— EXTRACT —
Friction Behavior of a Textured Surface against Several Materials under Dry and Lubricated Conditions

Linqing Bai  1 Jianxin Sun  1 Pengcheng Zhang  1 Zulfiqar Ahmad Khan  2
Affiliations

Friction Behavior of a Textured Surface against Several Materials under Dry and Lubricated Conditions

Linqing Bai et al. Materials (Basel). .

Abstract

This paper reports research on the frictional behavior of a textured surface against several materials under dry and lubricated conditions, and this is aimed to provide design guidelines on the surface texturing for wide-ranging industrial applications. Experiments were performed on a tribo-tester with the facility of simulating A ball-on-plate model in reciprocating motion under dry, oil-lubricated, and water-lubricated conditions. To study the frictional behavior of textured SiC against various materials, three types of ball-bearing -elements, 52100 steel, silicon nitride (Si3N4), and polytetrafluoroethylene (PTFE), were used. Friction and wear performance of an un-textured surface and two types of widely used micro-scale texture surfaces, grooves and circular dimples, were examined and compared. The results demonstrated that the effect of surface textures on friction and wear performance is influenced by texture parameters and the materials of friction pairs. The circular-dimple texture and the groove texture, with certain texture parameters, played a positive role in improving friction and wear performance under specific operating conditions used in this research for SiC-steel and SiC-Si3N4 friction pairs; however, there was no friction and wear improvement for the textured SiC-PTFE friction pair. The results of this study offer an understanding and a knowledge base to enhance the performance of bearing elements in complex interacting systems.

— GIVEN INFORMATION —
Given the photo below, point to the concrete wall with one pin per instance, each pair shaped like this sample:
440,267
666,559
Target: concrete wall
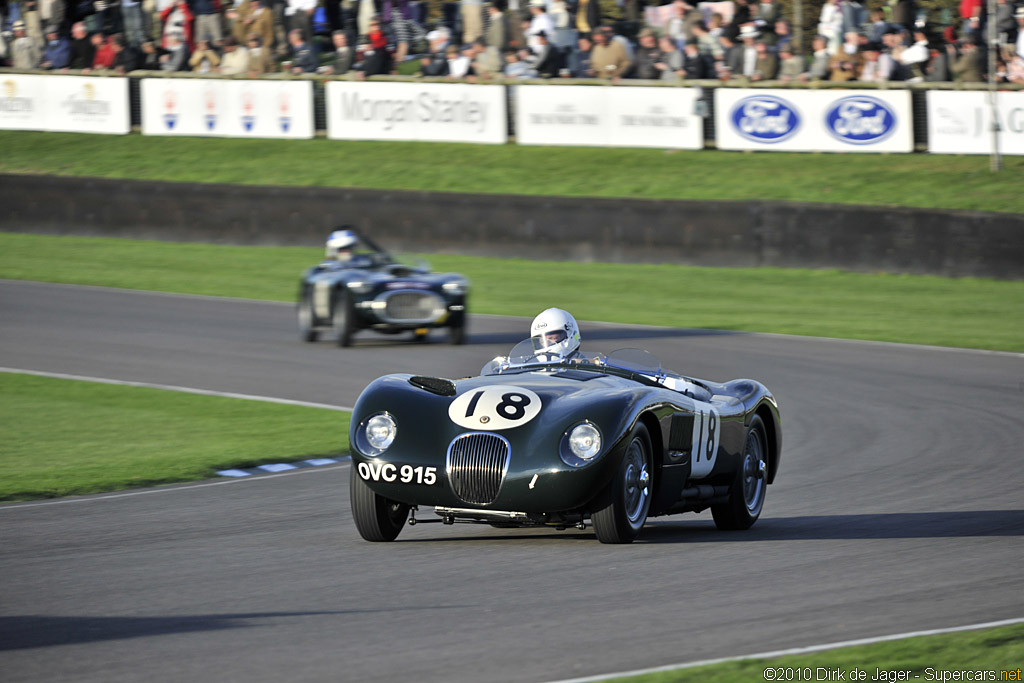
720,233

— TASK REQUIREMENTS —
**A.** Reproduce everything in the abstract on textured-surface friction from "Linqing Bai  1" down to "Materials (Basel). .".
**B.** According to the abstract on textured-surface friction, which friction pair showed no friction and wear improvement from texturing?

— ANSWERS GIVEN —
**A.**
Linqing Bai  1 Jianxin Sun  1 Pengcheng Zhang  1 Zulfiqar Ahmad Khan  2
Affiliations

Friction Behavior of a Textured Surface against Several Materials under Dry and Lubricated Conditions

Linqing Bai et al. Materials (Basel). .

**B.** The textured SiC-PTFE friction pair.